Portugal’s Air Force is considering scrapping its plan to buy $2.2 billion worth of American-made F-35 fighter jets. Instead, it would buy Swedish-made Saab Gripen war jets — at half the price.

Denmark and Poland are inviting France, the only European Union nation with its own nuclear weapons, to station some in their countries.  “We invite you to extend nuclear sharing also to our territory,” President Andrzej Duda of Poland told Bloomberg in remarks published Friday.

Like canaries in the proverbial coal mine, these two obscure news items could signal a bigger European shift toward greater defense independence from the United States. Tough love statements from Trump Administration officials, a tilt toward Moscow in the Russia-Ukraine war, and a pause in military aid to Ukraine, have shaken — if not broken — European trust in America’s post World War II  defense guarantees.

Europe has responded with a five-year, $171 billion ReArm Europe plan to boost weapons production in the EU, Ukraine, and Norway. In a sign of the times, a new European Commission White Paper for European Defense Readiness 2030 refers to strengthening defense industries 96 times in 23 pages.

After three decades of atrophy, Europe’s surge in defense spending is so abrupt that the share price of Germany’s largest defense contractor, Rheinmetall, has more than doubled this year. Rheinmetall now is moving to convert two of its car factories to military production. Confident of future sales, it is eyeing the purchase of Volkswagen’s struggling car plant in Osnabrück.

Last week, Rheinmetall CEO Armin Papperger told German business daily Handelsblatt that the company could boost its order book to $341 billion by the end of this decade.

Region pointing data
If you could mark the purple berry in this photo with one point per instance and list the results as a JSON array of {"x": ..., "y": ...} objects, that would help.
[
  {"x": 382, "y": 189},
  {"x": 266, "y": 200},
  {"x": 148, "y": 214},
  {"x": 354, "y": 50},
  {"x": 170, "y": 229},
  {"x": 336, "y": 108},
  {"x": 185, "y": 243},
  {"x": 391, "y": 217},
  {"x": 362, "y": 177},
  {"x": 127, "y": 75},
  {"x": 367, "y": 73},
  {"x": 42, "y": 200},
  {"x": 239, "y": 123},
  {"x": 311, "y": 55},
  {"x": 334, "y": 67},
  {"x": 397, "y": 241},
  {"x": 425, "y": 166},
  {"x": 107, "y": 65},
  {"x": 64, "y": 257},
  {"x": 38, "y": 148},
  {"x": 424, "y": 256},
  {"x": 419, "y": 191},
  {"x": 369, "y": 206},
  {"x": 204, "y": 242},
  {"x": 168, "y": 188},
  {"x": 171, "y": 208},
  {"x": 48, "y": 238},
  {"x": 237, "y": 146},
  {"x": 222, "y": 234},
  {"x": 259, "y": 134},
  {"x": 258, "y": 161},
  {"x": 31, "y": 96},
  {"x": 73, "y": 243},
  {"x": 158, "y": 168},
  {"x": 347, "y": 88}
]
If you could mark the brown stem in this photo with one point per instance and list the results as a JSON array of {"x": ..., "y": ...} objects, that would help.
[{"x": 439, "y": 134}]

--- ACTIVITY ---
Continue the article on Europe's push for defense independence, picking up after its final sentence. The listing comes from a separate source and is unrelated to the article.

--- WRITTEN REPLY ---
Similarly, Europe’s largest defense contractor, Britain’s BAE Systems plc, plans to build three new sites in Britain to produce RDX explosives, the key component for 155mm artillery shells. Britain’s defense secretary, John Healey, said the defense industry “is the foundation of our ability to fight and win on the battlefield.”

Europe’s turnaround is so fast that the Trump administration now faces an acute case of  “You reap what you sow.” Secretary of State Rubio is browbeating European officials that they should buy American.

Trump Administration officials “are upset about the ReArm proposal, and that the U.S. is excluded,”  one senior European official told Reuters. Mr. Rubio reportedly leaned on the foreign ministers of the three Baltic nations in late March and, again, two weeks ago, at the NATO meeting of foreign ministers in Brussels.

European defense procurement rules could become a bargaining chip if a full-scale trade war breaks out this summer between America and Europe. But, for many Europeans, the impression lingers that America is not a “reliable supplier.”

By switching gears on aid to Ukraine, Washington disclosed in February that it has ultimate control over satellite intelligence, long distance rocketry and fighter jets supplied by the United States. Europe’s new lack of confidence in America strengthens Saab’s pitch to sell fighter jets to Portugal.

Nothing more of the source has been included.